The University of Alabama might be the next to join a long list of universities that will include gender pronouns in prospective student applications.
On Oct. 8, the UA Student Government Association unanimously passed a resolution to include an option to list pronouns on UA admissions applications. Schools from the Ivy League to the Southeastern Conference have already made this addition to their applications.
“After looking at a few SEC school’s admission applications, we noticed that schools such as Auburn do not,” said Emilia Ciezadlo, an SGA senator in the College of Arts and Sciences. “Common App does have a section where they ask the student to share more about their gender identity, yet not specifically a section for pronouns.”
Ciezadlo is one of the authors of the resolution, along with Arts and Sciences Senator Darius Thomas.
“With this piece of legislation being a resolution, Darius and I wanted to have this approved by the Senate before we bring this to Admission’s attention. With the Senate’s approval, we now plan to bring this to Admissions, specifically to IT,” Ciezadlo said. “From there, we hope to work closely with them to have it on the University of Alabama admission application.”
The goal is to work alongside campus leaders and administrators to advance the resolution and make it available to prospective students soon.
“SGA is excited to pass this resolution encouraging the addition of gender pronouns on the University’s application for admission. If added to the application, it will be an optional field, provided to help every student feel included and more comfortable when filling out our application,” said Jackson Fuentes, SGA press secretary. “We look forward to future discussion with the University on this important topic.”
Along with the gender pronouns resolution, the Student Government Association passed a resolution on Oct.1 intended to help students who have tested positive for COVID-19.
Colin Marcum proposed a resolution on Oct. 1 to introduce a follow-up email with the “next steps” for students who test positive for COVID-19 at a University testing facility. The email will outline steps to prevent further spread of the virus.
Those who are sick receive a phone call to be notified that they tested positive for COVID-19. After the phone call, there is no further advice or resources provided. The resolution will provide those who do test positive with medical and precautionary advice.
The Senate will also partner with University administrators and faculty members to distribute “next-step packages.” Mary Lee Caldwell of the Division of Student Life will oversee the process and include information cards in the packages.
This will also include help for those going through the recovery stages of the virus, which has infected over 2,500 UA students.

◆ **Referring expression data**
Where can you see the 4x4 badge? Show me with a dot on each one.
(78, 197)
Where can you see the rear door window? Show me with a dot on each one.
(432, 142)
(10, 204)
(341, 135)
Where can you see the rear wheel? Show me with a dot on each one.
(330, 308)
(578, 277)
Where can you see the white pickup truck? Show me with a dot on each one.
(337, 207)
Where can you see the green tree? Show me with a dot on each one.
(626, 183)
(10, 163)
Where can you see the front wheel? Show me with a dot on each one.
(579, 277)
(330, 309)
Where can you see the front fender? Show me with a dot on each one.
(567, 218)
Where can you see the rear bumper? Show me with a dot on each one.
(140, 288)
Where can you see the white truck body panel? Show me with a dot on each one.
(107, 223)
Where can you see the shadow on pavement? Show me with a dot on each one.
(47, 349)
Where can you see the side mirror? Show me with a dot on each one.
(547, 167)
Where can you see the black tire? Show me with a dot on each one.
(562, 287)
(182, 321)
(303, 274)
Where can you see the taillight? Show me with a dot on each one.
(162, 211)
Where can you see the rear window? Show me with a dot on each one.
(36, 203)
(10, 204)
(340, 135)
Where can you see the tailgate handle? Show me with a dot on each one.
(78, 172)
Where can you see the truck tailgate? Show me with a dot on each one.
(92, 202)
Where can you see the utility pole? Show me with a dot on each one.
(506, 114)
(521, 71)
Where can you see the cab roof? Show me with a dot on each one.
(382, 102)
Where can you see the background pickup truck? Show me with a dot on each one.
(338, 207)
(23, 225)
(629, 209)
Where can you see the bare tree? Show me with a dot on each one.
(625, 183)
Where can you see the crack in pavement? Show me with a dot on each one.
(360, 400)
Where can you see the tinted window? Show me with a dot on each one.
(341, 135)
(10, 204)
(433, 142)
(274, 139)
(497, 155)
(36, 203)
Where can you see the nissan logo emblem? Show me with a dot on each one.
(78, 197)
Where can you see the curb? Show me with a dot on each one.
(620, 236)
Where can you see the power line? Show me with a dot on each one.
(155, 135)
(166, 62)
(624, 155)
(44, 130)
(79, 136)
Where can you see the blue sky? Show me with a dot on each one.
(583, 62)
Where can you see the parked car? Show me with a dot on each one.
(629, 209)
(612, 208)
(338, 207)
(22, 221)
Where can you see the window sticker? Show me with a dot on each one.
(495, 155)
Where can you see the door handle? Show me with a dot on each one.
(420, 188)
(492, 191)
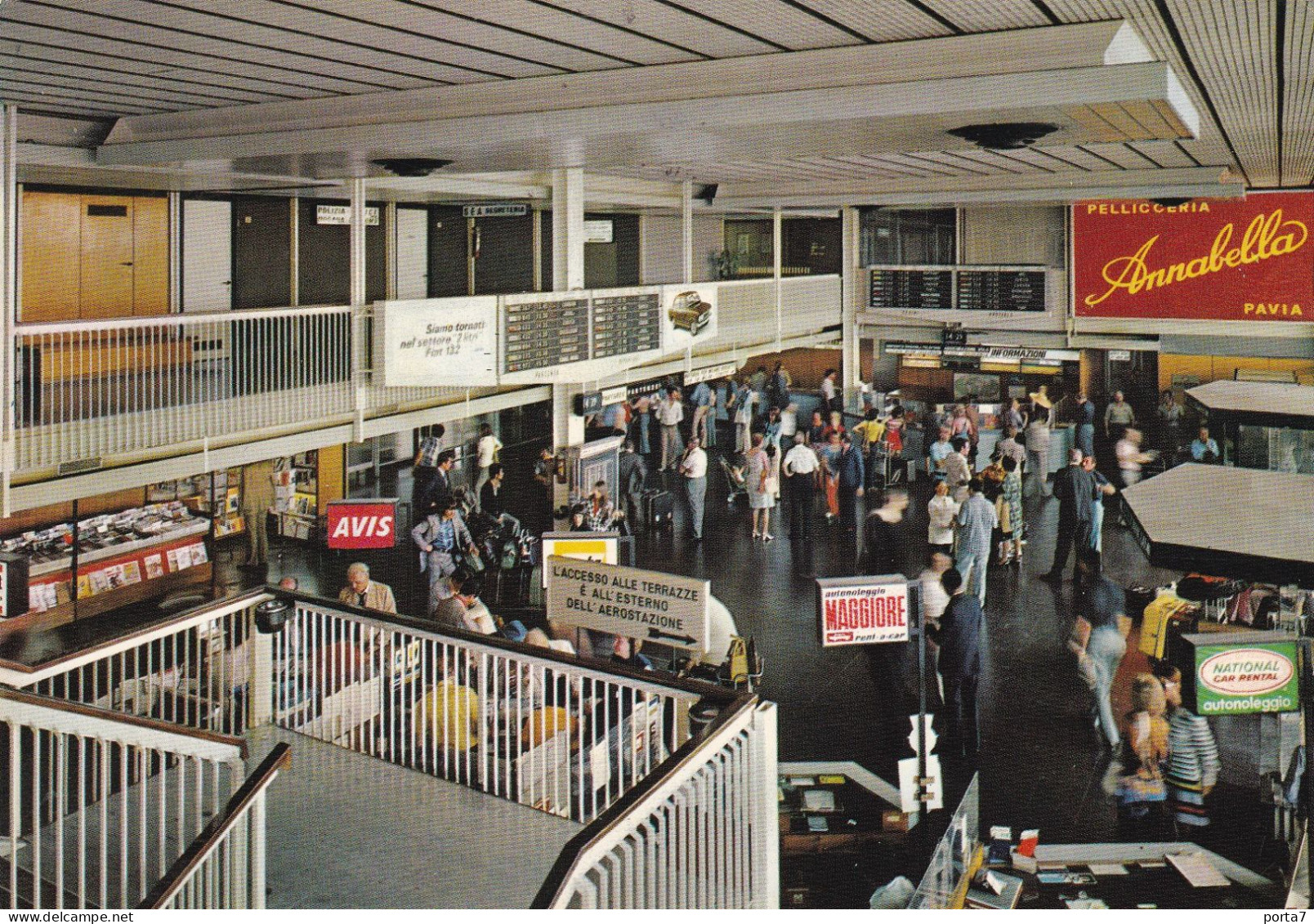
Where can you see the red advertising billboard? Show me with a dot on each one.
(864, 610)
(363, 524)
(1206, 259)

◆ **WORK ITEM**
Echo the article on the student government resolutions word for word, from "Colin Marcum proposed" up to and including "and precautionary advice.". Rely only on the article when doing this work.

◆ **ANSWER BOX**
Colin Marcum proposed a resolution on Oct. 1 to introduce a follow-up email with the “next steps” for students who test positive for COVID-19 at a University testing facility. The email will outline steps to prevent further spread of the virus.
Those who are sick receive a phone call to be notified that they tested positive for COVID-19. After the phone call, there is no further advice or resources provided. The resolution will provide those who do test positive with medical and precautionary advice.